Exercise task 1:
Reproduce in full, word for word, the forum discussion on energy efficient home lighting.

Page:
# Energy efficient home lighting



## benh (Sep 19, 2005)

My electrical bills are getting worse and worse, so I'm getting more interested in using more energy efficient forms of lighting in my house. 

What's the real skinny on CF bulbs vs regular incandescents in terms of energy savings and increased bulb life? Doesn't look like LED replacements are quite there yet in terms of direct replacement, as they still tend to be directional and not have much throw.

Related to that, anyone know of a good source for bulk pack (10+) CF bulbs of a decent quality?


----------



## Lynx_Arc (Sep 19, 2005)

You can catch the CF bulbs on sale at home improvement centers like Home Depot for about $10 for 4 100w equiv or 6 60watt equiv. I would get the 100watt ones for areas you stay in a lot and the 60s for areas you walk through and don't need to read or look at anything like hall lights. CFLs take about 1/4 to 1/5 as much power to get approx the same light output. If you have a room that needs a LOT of light the T8 straight tube based lights are said to be even more efficient but I haven't read the statistices. 

Note: CFLs take a few minutes to *warm up* so if you absolutely need instant brightness either use a lot larger *wattage* value than you think you need or go with an incan. A 1.6-4watt fluoro nightlight is also useful for lighting rooms at night you occasionally walk though as they can run all night for nothing compared to turning on/off an incan for 15 minutes.

Exercise materials:
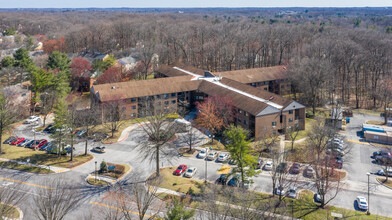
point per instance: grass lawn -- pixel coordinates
(41, 157)
(97, 183)
(11, 212)
(375, 122)
(176, 183)
(25, 168)
(305, 208)
(383, 181)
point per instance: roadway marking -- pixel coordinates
(30, 184)
(357, 142)
(112, 207)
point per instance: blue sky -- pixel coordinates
(189, 3)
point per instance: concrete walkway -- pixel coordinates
(52, 168)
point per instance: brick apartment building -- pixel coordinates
(262, 112)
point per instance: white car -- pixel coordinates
(362, 203)
(222, 157)
(268, 165)
(190, 172)
(203, 153)
(212, 155)
(32, 119)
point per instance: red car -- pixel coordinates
(17, 141)
(41, 143)
(180, 170)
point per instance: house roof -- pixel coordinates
(142, 88)
(255, 74)
(169, 71)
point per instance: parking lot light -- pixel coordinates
(368, 212)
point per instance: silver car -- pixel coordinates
(190, 172)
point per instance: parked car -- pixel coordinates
(28, 143)
(362, 203)
(279, 190)
(45, 146)
(17, 141)
(317, 197)
(212, 155)
(24, 142)
(9, 140)
(180, 170)
(190, 172)
(222, 180)
(234, 181)
(222, 157)
(309, 171)
(383, 172)
(282, 168)
(100, 149)
(203, 153)
(268, 165)
(259, 164)
(42, 142)
(292, 193)
(81, 133)
(295, 168)
(32, 119)
(49, 128)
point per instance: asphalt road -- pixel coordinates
(128, 152)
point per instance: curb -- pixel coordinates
(21, 215)
(383, 184)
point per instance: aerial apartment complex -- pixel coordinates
(254, 92)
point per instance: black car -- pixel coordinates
(9, 140)
(222, 180)
(282, 168)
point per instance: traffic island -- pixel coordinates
(383, 181)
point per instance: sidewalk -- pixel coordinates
(52, 168)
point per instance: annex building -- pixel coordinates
(255, 95)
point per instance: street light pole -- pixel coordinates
(368, 212)
(95, 171)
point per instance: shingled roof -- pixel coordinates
(142, 88)
(255, 74)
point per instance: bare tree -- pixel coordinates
(8, 115)
(159, 130)
(10, 196)
(56, 200)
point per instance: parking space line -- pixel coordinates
(357, 142)
(120, 209)
(30, 184)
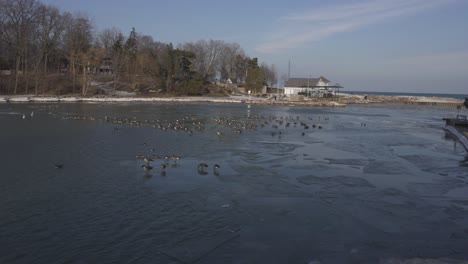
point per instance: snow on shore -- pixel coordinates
(343, 100)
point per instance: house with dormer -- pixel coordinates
(307, 86)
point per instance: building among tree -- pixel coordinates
(320, 87)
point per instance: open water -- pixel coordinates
(373, 184)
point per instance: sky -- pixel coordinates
(416, 46)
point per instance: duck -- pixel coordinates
(201, 168)
(146, 167)
(216, 169)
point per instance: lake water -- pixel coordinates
(374, 183)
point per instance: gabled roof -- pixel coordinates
(304, 82)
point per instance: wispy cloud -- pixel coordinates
(441, 62)
(317, 24)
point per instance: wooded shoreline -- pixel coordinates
(341, 101)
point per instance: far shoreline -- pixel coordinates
(341, 101)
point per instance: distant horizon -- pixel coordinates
(393, 92)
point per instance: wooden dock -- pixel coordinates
(460, 120)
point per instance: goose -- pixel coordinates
(216, 169)
(146, 167)
(201, 168)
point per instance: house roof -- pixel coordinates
(304, 82)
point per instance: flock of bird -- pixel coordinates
(224, 126)
(166, 158)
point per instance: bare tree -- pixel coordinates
(48, 32)
(17, 19)
(77, 42)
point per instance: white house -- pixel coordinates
(308, 86)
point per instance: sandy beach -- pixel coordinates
(341, 101)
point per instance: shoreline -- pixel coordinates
(341, 101)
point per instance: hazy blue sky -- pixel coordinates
(386, 45)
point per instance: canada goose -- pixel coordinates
(216, 169)
(175, 158)
(201, 168)
(146, 167)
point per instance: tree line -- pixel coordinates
(40, 46)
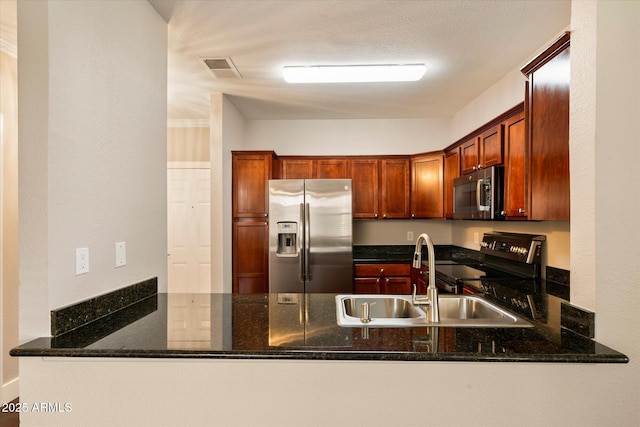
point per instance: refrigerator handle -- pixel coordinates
(307, 243)
(301, 244)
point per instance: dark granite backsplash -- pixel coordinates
(404, 253)
(71, 317)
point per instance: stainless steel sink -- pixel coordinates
(381, 307)
(398, 311)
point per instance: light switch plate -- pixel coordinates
(82, 261)
(121, 254)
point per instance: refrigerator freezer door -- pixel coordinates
(328, 242)
(286, 197)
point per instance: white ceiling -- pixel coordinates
(467, 46)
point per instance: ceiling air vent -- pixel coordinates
(222, 68)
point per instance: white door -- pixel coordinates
(189, 224)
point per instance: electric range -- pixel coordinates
(509, 273)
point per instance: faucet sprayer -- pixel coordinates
(432, 292)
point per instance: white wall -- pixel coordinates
(500, 97)
(92, 85)
(347, 137)
(227, 133)
(359, 137)
(532, 394)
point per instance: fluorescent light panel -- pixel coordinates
(353, 73)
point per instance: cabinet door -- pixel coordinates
(491, 147)
(394, 179)
(250, 182)
(331, 169)
(366, 285)
(469, 155)
(297, 169)
(250, 257)
(396, 285)
(427, 187)
(515, 168)
(451, 172)
(364, 176)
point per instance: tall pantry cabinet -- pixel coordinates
(547, 107)
(252, 171)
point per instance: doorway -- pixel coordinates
(188, 227)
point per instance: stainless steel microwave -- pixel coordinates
(478, 195)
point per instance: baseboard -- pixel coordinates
(10, 390)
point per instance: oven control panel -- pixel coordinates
(525, 248)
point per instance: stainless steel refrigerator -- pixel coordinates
(310, 236)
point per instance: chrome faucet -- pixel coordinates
(432, 292)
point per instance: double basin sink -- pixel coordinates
(399, 311)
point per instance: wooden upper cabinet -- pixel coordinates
(395, 185)
(548, 131)
(297, 169)
(250, 184)
(427, 186)
(331, 169)
(364, 174)
(451, 172)
(516, 168)
(469, 155)
(482, 151)
(491, 147)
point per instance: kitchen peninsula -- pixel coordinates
(209, 357)
(266, 326)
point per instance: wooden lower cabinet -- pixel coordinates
(250, 257)
(382, 278)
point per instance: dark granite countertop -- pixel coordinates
(266, 326)
(404, 253)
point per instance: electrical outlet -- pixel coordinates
(82, 261)
(121, 254)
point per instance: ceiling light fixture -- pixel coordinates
(353, 73)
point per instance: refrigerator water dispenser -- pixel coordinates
(287, 238)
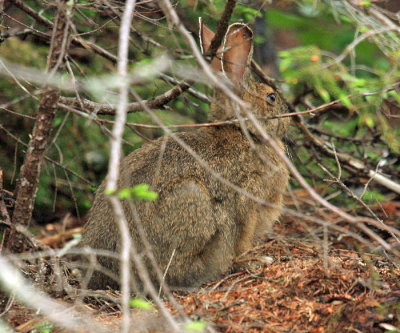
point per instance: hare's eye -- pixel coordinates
(271, 98)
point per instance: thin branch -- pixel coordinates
(351, 162)
(222, 27)
(109, 109)
(115, 158)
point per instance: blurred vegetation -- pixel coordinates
(308, 38)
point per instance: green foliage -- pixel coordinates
(138, 192)
(140, 304)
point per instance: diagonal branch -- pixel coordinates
(221, 29)
(109, 109)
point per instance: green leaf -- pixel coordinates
(141, 304)
(141, 191)
(125, 193)
(195, 326)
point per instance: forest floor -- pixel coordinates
(297, 286)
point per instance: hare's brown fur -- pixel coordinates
(197, 220)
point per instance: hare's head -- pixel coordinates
(233, 60)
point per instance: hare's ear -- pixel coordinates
(206, 35)
(238, 50)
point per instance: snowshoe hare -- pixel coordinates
(199, 225)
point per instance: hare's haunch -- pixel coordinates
(199, 225)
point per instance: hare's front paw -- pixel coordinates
(251, 264)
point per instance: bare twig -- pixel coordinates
(221, 29)
(107, 109)
(30, 170)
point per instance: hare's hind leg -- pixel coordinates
(196, 237)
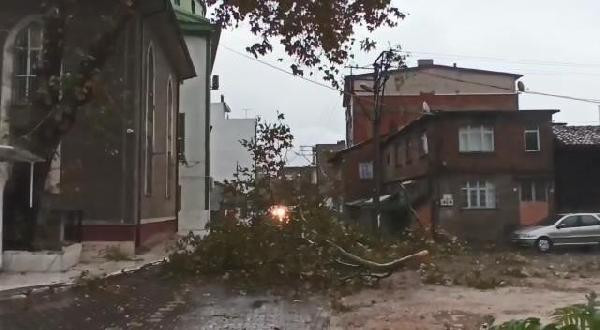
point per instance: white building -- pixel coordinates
(202, 39)
(225, 136)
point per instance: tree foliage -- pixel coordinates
(310, 245)
(316, 34)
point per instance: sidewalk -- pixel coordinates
(22, 283)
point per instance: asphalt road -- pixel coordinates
(145, 301)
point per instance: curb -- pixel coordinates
(27, 291)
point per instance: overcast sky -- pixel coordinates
(554, 44)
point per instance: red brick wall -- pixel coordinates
(509, 153)
(108, 233)
(157, 231)
(533, 212)
(400, 110)
(352, 186)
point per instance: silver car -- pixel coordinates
(562, 229)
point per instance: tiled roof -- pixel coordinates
(577, 135)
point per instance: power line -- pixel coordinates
(280, 69)
(568, 97)
(573, 98)
(501, 59)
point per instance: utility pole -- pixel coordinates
(381, 67)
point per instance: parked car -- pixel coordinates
(562, 229)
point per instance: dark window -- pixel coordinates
(423, 145)
(534, 191)
(149, 127)
(399, 154)
(365, 170)
(170, 171)
(479, 195)
(181, 137)
(28, 47)
(407, 151)
(589, 220)
(476, 139)
(571, 221)
(532, 139)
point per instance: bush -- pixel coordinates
(576, 317)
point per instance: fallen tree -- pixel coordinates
(317, 250)
(302, 241)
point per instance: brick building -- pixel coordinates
(476, 174)
(443, 88)
(118, 164)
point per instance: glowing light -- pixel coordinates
(279, 212)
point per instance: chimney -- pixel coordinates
(425, 62)
(214, 83)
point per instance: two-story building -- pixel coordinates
(441, 87)
(118, 163)
(202, 39)
(476, 174)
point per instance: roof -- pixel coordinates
(577, 135)
(193, 23)
(439, 66)
(10, 153)
(160, 15)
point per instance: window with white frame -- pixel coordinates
(28, 49)
(479, 195)
(170, 142)
(424, 149)
(149, 120)
(478, 138)
(365, 170)
(532, 139)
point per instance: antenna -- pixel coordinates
(246, 112)
(426, 108)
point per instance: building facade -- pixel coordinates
(441, 87)
(202, 39)
(117, 165)
(226, 133)
(476, 174)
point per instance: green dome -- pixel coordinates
(193, 7)
(191, 17)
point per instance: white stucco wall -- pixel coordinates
(226, 150)
(194, 213)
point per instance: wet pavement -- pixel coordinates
(144, 300)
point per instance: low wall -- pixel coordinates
(152, 233)
(96, 250)
(42, 261)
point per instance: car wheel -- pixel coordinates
(543, 244)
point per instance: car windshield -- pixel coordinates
(550, 220)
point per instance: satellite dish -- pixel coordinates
(426, 108)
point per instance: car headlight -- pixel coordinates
(526, 236)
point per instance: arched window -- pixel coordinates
(149, 115)
(28, 48)
(170, 141)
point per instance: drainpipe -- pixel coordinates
(3, 179)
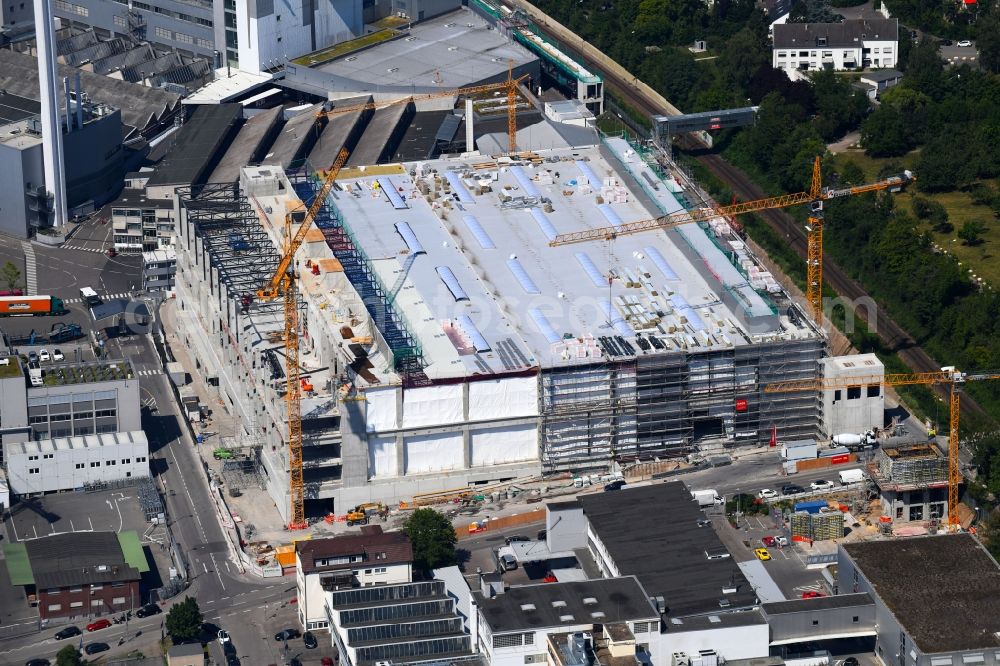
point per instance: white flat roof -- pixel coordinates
(445, 52)
(469, 270)
(79, 442)
(229, 83)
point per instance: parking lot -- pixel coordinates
(115, 510)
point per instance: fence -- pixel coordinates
(494, 524)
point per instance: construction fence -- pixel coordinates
(494, 524)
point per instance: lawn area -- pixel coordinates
(982, 258)
(351, 45)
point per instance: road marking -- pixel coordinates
(30, 274)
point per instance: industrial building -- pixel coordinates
(92, 136)
(71, 463)
(453, 50)
(472, 350)
(79, 574)
(912, 480)
(855, 409)
(73, 400)
(937, 598)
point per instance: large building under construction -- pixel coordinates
(447, 342)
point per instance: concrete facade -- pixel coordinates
(68, 463)
(853, 409)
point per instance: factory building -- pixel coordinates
(445, 342)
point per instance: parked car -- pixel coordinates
(67, 632)
(97, 625)
(148, 610)
(95, 648)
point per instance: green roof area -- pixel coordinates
(343, 48)
(135, 556)
(18, 566)
(12, 369)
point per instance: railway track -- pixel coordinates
(893, 336)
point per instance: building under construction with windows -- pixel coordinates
(447, 340)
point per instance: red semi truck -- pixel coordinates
(12, 306)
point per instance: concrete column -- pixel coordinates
(470, 140)
(52, 147)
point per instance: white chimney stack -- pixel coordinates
(52, 147)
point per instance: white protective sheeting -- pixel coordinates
(383, 459)
(380, 410)
(432, 405)
(495, 446)
(503, 398)
(434, 453)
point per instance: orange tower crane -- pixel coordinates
(283, 282)
(509, 86)
(949, 376)
(815, 197)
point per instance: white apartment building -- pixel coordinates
(371, 557)
(854, 44)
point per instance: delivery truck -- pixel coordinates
(849, 476)
(706, 497)
(26, 306)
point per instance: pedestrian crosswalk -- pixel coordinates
(107, 297)
(98, 250)
(30, 272)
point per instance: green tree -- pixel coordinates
(433, 538)
(184, 620)
(10, 274)
(884, 133)
(972, 232)
(988, 41)
(69, 655)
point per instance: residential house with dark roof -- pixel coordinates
(854, 44)
(370, 557)
(79, 574)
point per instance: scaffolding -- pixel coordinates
(910, 467)
(658, 405)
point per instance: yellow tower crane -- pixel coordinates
(509, 86)
(815, 197)
(283, 282)
(948, 376)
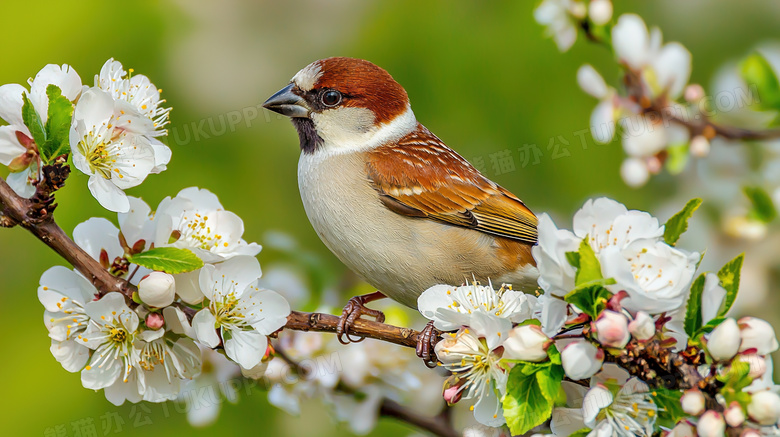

Exercise task 2:
In the rows above, how many lines contain the string "area"? Case counts. Give only the number.

Complete output 1:
# Energy efficient home lighting



## benh (Sep 19, 2005)

My electrical bills are getting worse and worse, so I'm getting more interested in using more energy efficient forms of lighting in my house. 

What's the real skinny on CF bulbs vs regular incandescents in terms of energy savings and increased bulb life? Doesn't look like LED replacements are quite there yet in terms of direct replacement, as they still tend to be directional and not have much throw.

Related to that, anyone know of a good source for bulk pack (10+) CF bulbs of a decent quality?


----------



## Lynx_Arc (Sep 19, 2005)

You can catch the CF bulbs on sale at home improvement centers like Home Depot for about $10 for 4 100w equiv or 6 60watt equiv. I would get the 100watt ones for areas you stay in a lot and the 60s for areas you walk through and don't need to read or look at anything like hall lights. CFLs take about 1/4 to 1/5 as much power to get approx the same light output. If you have a room that needs a LOT of light the T8 straight tube based lights are said to be even more efficient but I haven't read the statistices. 

Note: CFLs take a few minutes to *warm up* so if you absolutely need instant brightness either use a lot larger *wattage* value than you think you need or go with an incan. A 1.6-4watt fluoro nightlight is also useful for lighting rooms at night you occasionally walk though as they can run all night for nothing compared to turning on/off an incan for 15 minutes.

Complete output 2:
2